Document text:
Of course the song, recalling a cosy old-fashioned Christmas, was relevant to the Northern Hemisphere where snow is likely in December.

Recent Facebook posts have depicted a white Christmas. I agree they look enticing. Cosy even. But the images are clearly Northern Hemisphere.



In Aotearoa, New Zealand the seasons are reversed. Nevertheless, much of our Christmas musings and imagery curiously relates to the northern Hemisphere. Christmas cards frequently feature snow clinging to trees and tumbling from rooftops.  Father Christmas, mythology’s champion of the festival, travels in a reindeer-hauled sleigh designed to run over a snow surface. Even our Southern Hemisphere festive Christmas dining is unsuitably modelled on a cold white Christmas. Roast Turkey and hot plumb pudding are not suited to summer entertaining.

Just yesterday I joined a family pre-Christmas gathering. In place of stodgy Christmas pudding or traditional Christmas cake one of our group, Sharon, presented a magnificent cheese cake modification. It looked absolutely splendid and tasted even better.

Sharon and her scrumptious cake


The New Zealand Christmas tree is the spectacular Pohutukawa with its bright red flowers.


Northern winters are characterised by snow storms and short daylight hours.

Prompt: Could you continue the piece on Christmas in New Zealand, picking up after its final sentence?

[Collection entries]
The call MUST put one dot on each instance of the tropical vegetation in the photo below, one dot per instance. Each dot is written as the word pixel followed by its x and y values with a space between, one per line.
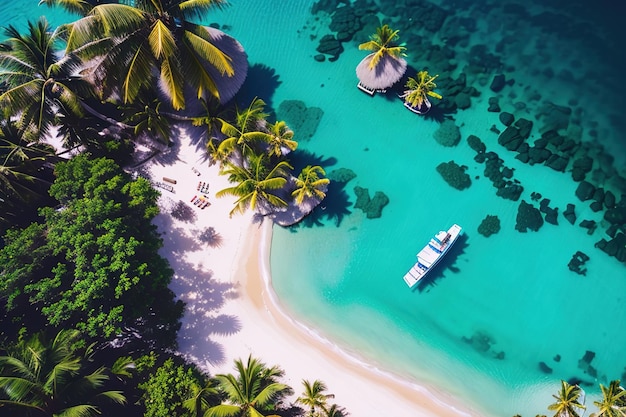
pixel 42 377
pixel 419 89
pixel 383 43
pixel 569 401
pixel 131 43
pixel 87 322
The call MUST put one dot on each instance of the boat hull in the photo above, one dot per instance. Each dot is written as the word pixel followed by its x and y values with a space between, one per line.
pixel 431 254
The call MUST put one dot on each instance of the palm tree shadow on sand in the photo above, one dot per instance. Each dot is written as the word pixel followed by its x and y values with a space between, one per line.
pixel 449 262
pixel 203 316
pixel 335 205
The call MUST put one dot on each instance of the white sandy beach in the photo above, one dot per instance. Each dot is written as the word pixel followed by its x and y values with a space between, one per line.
pixel 232 311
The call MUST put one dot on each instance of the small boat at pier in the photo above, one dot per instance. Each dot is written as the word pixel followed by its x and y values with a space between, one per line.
pixel 431 254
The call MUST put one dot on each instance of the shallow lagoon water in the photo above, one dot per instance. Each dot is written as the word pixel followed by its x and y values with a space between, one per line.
pixel 496 307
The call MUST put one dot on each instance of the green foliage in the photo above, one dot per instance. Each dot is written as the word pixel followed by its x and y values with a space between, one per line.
pixel 310 183
pixel 419 89
pixel 168 388
pixel 54 378
pixel 93 264
pixel 383 43
pixel 42 88
pixel 253 391
pixel 256 185
pixel 24 178
pixel 154 37
pixel 567 404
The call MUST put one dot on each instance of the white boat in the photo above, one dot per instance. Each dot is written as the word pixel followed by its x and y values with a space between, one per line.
pixel 431 254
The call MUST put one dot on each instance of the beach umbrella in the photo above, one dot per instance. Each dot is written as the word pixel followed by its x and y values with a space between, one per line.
pixel 388 71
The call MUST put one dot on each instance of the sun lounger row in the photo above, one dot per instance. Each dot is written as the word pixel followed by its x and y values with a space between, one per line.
pixel 201 201
pixel 163 185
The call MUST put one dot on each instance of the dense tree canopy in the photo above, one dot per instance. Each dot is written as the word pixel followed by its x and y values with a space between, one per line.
pixel 93 263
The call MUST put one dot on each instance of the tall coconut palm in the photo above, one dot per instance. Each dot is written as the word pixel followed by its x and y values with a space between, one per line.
pixel 419 89
pixel 310 184
pixel 247 129
pixel 80 7
pixel 613 402
pixel 130 45
pixel 24 180
pixel 256 185
pixel 566 404
pixel 280 139
pixel 385 65
pixel 50 379
pixel 252 392
pixel 43 87
pixel 382 43
pixel 204 397
pixel 314 397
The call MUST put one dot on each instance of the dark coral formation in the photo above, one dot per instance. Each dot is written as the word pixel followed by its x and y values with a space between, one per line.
pixel 342 175
pixel 454 175
pixel 301 119
pixel 483 343
pixel 585 364
pixel 528 217
pixel 551 214
pixel 489 226
pixel 577 263
pixel 614 247
pixel 372 207
pixel 448 134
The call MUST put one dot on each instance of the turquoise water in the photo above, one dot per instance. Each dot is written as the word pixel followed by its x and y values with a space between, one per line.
pixel 512 292
pixel 343 275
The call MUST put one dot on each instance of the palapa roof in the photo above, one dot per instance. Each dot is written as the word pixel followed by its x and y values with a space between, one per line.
pixel 228 86
pixel 386 73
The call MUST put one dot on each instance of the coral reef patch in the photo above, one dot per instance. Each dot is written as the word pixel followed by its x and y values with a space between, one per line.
pixel 454 175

Task answer:
In Aotearoa New Zealand Christmas is characterised by lighting up the Barbie (barbecue) cold beer and wine and heading for a holiday, preferably near a beach. We will likely be dreaming of long, warm, lazy, summer days enjoying nature in the outdoors, preferably where there is no mobile coverage. Kiwis (New Zealanders) are basically outdoors people. We enjoy relaxation close to a natural environment.  That does not mean a white Christmas is without appeal.

Life is on a beach

 Snow is also a feature of nature. I did spend a Christmas Season in Japan. Hokkaido was completely snow-bound. Even the locals said it was a particularly cold winter that year. It was minus 22 deg C. at Soya Misaki, Japan’s most northern point.  I enjoyed the extreme nature of the Hokkaido winter. Snow certainly beautifies landscapes but I did think about warmer places at home.

So what do I best associate with 77 Christmas seasons in Aotearoa? First would be the unmistakable perfume of Christmas lilies brought indoors. Without them it is simply not Christmas. The lilies cannot grow in snow.


 A special treat is newly-dug potatoes. Grown especially to be harvested at Christmas, new potatoes are smaller than usual and have a scrumptious taste. Then there are garden peas grown for Christmas feasting. I recall my father picking buckets of them. Then followed the laborious job of shelling them. That’s when we children were called in to lend a hand. It was never a fun job.

 As with northern Christmas festivities, the run-up to Christmas was (and still is) frenetic. In a summer climate preparing produce was in addition to purchasing and wrapping presents ready to be placed under the decorated tree. Before then there was the task of writing a Christmas message and sending Christmas cards to family and friends.

All the while preparations were also being made for the camping holiday escape to the beach or mountains. The journey in an overloaded car frequently followed straight after the busy Christmas Day when families had joined together for celebrating and catching up.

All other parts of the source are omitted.